• Source text:
++++++++++++++++++++
Seeing that Johnny is panicking over his blackmailer, Jim and Hannah are confident that they will soon be out of Weatherfield with the money. Despite this, Jim is still torn between wanting to be with his family. This increases when Liz becomes closer to him, and Steve asks him to be his best man, both of them apologising for abandoning him in prison.

Happier than ever, Jim slowly starts to distance himself from Hannah and the scheme. After Johnny tricks Hannah into receiving a fake bag of money, which also reveals to him that she is the blackmailer, he tells Liz, who becomes suspicious of her, despite Hannah's lying explanation. Still completely trusting Jim, Liz speaks to him about it, and expresses her wish that she had been a better mother. As Jim acts as a shoulder to cry on, all thoughts of Hannah are forgotten. He later kisses Liz, not realising that Hannah has witnessed it all.

On the day of Steve and Tracy's wedding, Jim discovers that Liz has sent the money. When he is confronted by Hannah over the kiss, he says that it was simply to keep Liz sweet, and that it has worked, because she has sent the money. Hannah, forgiving Jim, is ecstatic, and says that they can finally leave. Jim, however, wanting to stay with his family, attempts to fool Hannah by telling her to leave now, and that he will follow her on in a few days, in order to avoid suspicion.
++++++++++++++++++++
• Excerpted data:

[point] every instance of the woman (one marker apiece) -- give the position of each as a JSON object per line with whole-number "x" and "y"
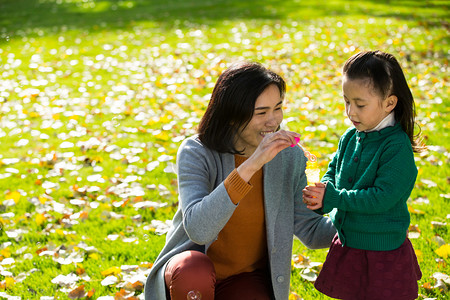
{"x": 240, "y": 198}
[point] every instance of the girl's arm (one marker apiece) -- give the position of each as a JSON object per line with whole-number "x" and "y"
{"x": 204, "y": 201}
{"x": 395, "y": 178}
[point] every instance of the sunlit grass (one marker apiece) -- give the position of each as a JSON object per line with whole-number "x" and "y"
{"x": 96, "y": 96}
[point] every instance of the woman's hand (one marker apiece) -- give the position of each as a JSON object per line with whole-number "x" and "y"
{"x": 313, "y": 195}
{"x": 269, "y": 147}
++++++++++++++++++++
• Task 1:
In the plot summary about Jim and Hannah, how does Johnny learn that Hannah is his blackmailer?
• Task 2:
Write a continuation of the plot summary about Jim and Hannah, starting after its final sentence.

• Output 1:
He tricks her into receiving a fake bag of money.

• Output 2:
Hannah refuses to leave, telling him that they started this together, and they will leave together, so a frustrated Jim tells her that they will stay for the wedding. When Liz tells Jim that she loves him and wants to start again, Jim makes up his mind to stay, and they kiss, which is once again seen by Hannah. After Jim insults her and says that his and Liz's love is true, Hannah decides to trick Jim and reveal the scam to Liz.

After asking Jim to see her in private, Hannah feigns forgiveness, and says that she has decided to leave so that Jim can be with Liz. Jim is delighted that he will soon have his family back, and accepts Hannah's request of one last kiss. However, it is then revealed that Liz was in the bathroom the whole time, and walks out to see the kiss, leaving Jim horrified.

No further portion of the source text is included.